◆ TASK PROMPT ◆
Collect every line of the items below that contains the word "earring", matching case exactly.

***** MATERIAL FOR THIS EXERCISE

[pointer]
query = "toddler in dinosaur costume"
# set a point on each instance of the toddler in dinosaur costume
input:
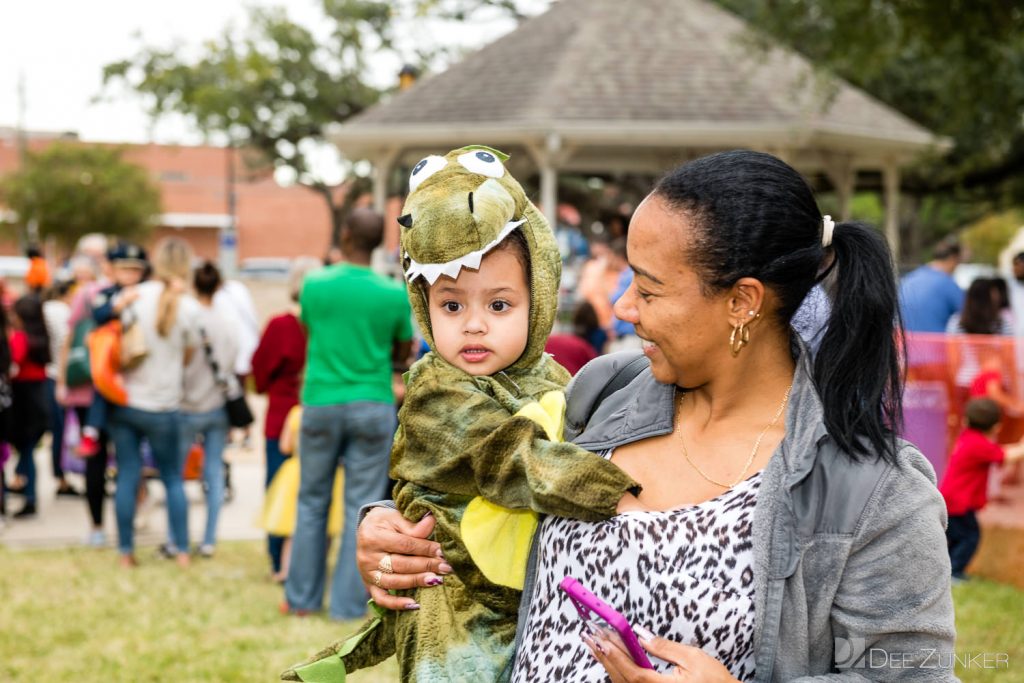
(479, 437)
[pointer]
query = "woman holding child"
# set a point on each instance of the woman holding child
(782, 530)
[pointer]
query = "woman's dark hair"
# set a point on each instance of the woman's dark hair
(754, 216)
(30, 311)
(980, 314)
(206, 279)
(1001, 292)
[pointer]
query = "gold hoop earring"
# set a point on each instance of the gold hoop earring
(740, 336)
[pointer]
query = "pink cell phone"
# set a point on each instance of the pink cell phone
(600, 617)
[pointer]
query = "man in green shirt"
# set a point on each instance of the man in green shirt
(359, 332)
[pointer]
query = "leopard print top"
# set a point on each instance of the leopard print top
(687, 574)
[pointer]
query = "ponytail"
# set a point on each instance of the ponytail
(172, 264)
(857, 367)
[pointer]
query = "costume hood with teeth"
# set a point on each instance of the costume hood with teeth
(483, 455)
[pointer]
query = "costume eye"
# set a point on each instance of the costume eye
(482, 162)
(424, 169)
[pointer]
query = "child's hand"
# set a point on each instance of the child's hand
(630, 503)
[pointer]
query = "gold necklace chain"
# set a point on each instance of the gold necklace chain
(754, 452)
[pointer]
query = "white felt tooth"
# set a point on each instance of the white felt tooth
(432, 271)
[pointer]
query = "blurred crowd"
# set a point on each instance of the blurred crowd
(965, 341)
(137, 366)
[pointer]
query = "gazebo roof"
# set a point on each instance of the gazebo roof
(643, 73)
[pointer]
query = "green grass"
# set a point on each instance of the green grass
(74, 615)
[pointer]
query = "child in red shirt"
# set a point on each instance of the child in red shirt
(966, 480)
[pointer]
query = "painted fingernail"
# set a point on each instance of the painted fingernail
(645, 634)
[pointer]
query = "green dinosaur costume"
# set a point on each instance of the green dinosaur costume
(483, 455)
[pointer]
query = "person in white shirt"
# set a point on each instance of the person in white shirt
(209, 381)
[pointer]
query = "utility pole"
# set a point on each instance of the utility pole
(32, 225)
(228, 252)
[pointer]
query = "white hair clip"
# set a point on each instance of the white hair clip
(827, 227)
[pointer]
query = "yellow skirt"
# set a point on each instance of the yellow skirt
(282, 501)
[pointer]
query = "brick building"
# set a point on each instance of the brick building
(194, 181)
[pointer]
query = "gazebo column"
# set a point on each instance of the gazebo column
(842, 174)
(890, 177)
(382, 170)
(549, 191)
(548, 160)
(383, 163)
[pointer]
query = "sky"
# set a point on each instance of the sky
(59, 47)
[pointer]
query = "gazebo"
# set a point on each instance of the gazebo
(598, 86)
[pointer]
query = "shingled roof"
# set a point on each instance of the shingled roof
(642, 72)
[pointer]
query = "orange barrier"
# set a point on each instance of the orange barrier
(939, 371)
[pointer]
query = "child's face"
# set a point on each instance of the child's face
(480, 322)
(127, 274)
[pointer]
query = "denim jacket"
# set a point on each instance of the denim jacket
(852, 578)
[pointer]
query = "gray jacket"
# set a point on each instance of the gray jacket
(852, 579)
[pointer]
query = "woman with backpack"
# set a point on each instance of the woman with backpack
(167, 317)
(30, 348)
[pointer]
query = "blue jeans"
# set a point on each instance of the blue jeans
(274, 459)
(213, 428)
(963, 536)
(356, 436)
(57, 415)
(128, 426)
(98, 410)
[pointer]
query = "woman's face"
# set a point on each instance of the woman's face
(686, 334)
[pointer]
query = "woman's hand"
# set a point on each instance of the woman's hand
(60, 392)
(415, 560)
(630, 503)
(692, 664)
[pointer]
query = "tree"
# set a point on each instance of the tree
(71, 189)
(956, 69)
(272, 88)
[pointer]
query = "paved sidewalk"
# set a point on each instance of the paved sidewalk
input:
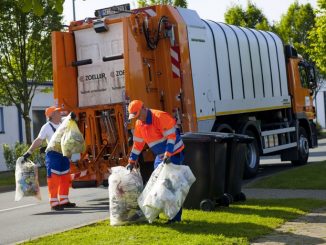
(306, 230)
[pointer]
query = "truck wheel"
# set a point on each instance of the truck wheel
(207, 205)
(303, 148)
(252, 158)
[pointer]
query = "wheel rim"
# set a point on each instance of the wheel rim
(251, 156)
(304, 145)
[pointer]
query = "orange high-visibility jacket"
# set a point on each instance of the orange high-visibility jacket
(159, 132)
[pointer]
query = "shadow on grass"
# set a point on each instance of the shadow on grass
(77, 210)
(279, 237)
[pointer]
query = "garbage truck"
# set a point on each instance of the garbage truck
(211, 76)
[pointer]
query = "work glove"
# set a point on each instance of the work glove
(42, 149)
(130, 167)
(26, 155)
(166, 159)
(73, 115)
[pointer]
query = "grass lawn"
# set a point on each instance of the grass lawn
(310, 176)
(8, 178)
(238, 224)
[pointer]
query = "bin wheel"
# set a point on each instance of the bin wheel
(105, 183)
(226, 200)
(252, 158)
(303, 148)
(241, 197)
(207, 205)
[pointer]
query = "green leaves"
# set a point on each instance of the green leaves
(317, 37)
(252, 17)
(37, 6)
(295, 25)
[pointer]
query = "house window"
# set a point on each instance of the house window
(39, 120)
(2, 125)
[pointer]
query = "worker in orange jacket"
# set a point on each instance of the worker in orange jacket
(57, 165)
(158, 130)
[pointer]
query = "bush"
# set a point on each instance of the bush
(11, 153)
(319, 129)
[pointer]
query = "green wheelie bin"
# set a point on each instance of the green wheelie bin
(206, 155)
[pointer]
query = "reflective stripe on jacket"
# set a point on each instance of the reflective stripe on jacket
(159, 132)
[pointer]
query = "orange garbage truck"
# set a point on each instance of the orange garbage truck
(211, 76)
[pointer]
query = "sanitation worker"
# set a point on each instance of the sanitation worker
(58, 166)
(158, 130)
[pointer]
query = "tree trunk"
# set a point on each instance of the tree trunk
(28, 134)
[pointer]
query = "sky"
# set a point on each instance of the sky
(207, 9)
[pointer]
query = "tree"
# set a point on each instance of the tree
(36, 6)
(179, 3)
(25, 48)
(295, 25)
(252, 17)
(317, 37)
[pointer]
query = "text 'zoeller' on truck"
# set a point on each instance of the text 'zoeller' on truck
(213, 77)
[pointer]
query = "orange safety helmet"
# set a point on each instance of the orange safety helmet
(134, 108)
(50, 110)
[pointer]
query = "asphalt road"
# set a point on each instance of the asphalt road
(272, 164)
(30, 218)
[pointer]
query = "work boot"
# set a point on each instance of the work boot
(171, 221)
(57, 208)
(69, 205)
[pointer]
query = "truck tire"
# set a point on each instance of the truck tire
(252, 158)
(303, 148)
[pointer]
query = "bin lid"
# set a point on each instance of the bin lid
(242, 138)
(211, 136)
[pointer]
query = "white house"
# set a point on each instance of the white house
(12, 127)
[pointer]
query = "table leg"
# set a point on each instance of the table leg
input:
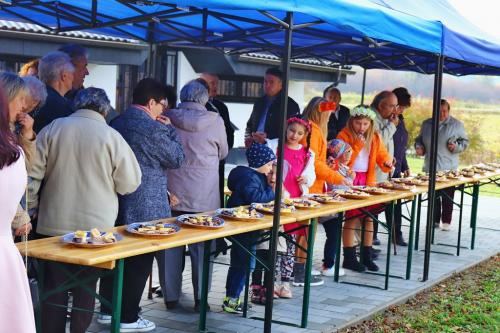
(473, 217)
(307, 284)
(460, 219)
(202, 325)
(417, 227)
(338, 235)
(410, 240)
(116, 308)
(38, 310)
(390, 225)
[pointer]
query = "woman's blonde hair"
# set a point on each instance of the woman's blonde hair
(312, 113)
(368, 134)
(27, 66)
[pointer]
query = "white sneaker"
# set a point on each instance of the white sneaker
(331, 271)
(445, 227)
(104, 319)
(141, 325)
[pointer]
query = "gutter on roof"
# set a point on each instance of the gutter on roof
(293, 64)
(65, 39)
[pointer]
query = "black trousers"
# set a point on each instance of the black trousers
(135, 274)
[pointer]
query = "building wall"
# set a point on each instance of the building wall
(104, 77)
(238, 112)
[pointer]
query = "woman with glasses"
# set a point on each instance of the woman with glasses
(385, 105)
(195, 183)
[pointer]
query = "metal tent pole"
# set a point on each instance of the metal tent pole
(436, 105)
(363, 87)
(285, 63)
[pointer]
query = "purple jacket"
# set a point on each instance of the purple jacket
(400, 139)
(203, 137)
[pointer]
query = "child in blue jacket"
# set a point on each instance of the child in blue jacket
(248, 185)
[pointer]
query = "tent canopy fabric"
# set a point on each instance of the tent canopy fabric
(369, 33)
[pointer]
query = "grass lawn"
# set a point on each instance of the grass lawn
(466, 302)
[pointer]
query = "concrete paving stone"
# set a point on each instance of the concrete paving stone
(332, 304)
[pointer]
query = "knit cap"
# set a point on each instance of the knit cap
(259, 154)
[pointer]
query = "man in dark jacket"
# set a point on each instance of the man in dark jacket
(56, 71)
(264, 120)
(400, 139)
(157, 148)
(338, 120)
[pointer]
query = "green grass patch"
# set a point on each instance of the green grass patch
(466, 302)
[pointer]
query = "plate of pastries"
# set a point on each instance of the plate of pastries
(352, 194)
(287, 207)
(244, 214)
(305, 203)
(201, 221)
(327, 198)
(153, 229)
(395, 186)
(373, 190)
(91, 239)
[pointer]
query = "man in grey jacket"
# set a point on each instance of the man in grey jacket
(452, 140)
(84, 164)
(384, 104)
(195, 183)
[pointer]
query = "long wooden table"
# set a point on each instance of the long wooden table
(112, 257)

**********

◆ SOLUTION ◆
query = "gold hoop earring"
# set a point on each instance of the gold hoop earring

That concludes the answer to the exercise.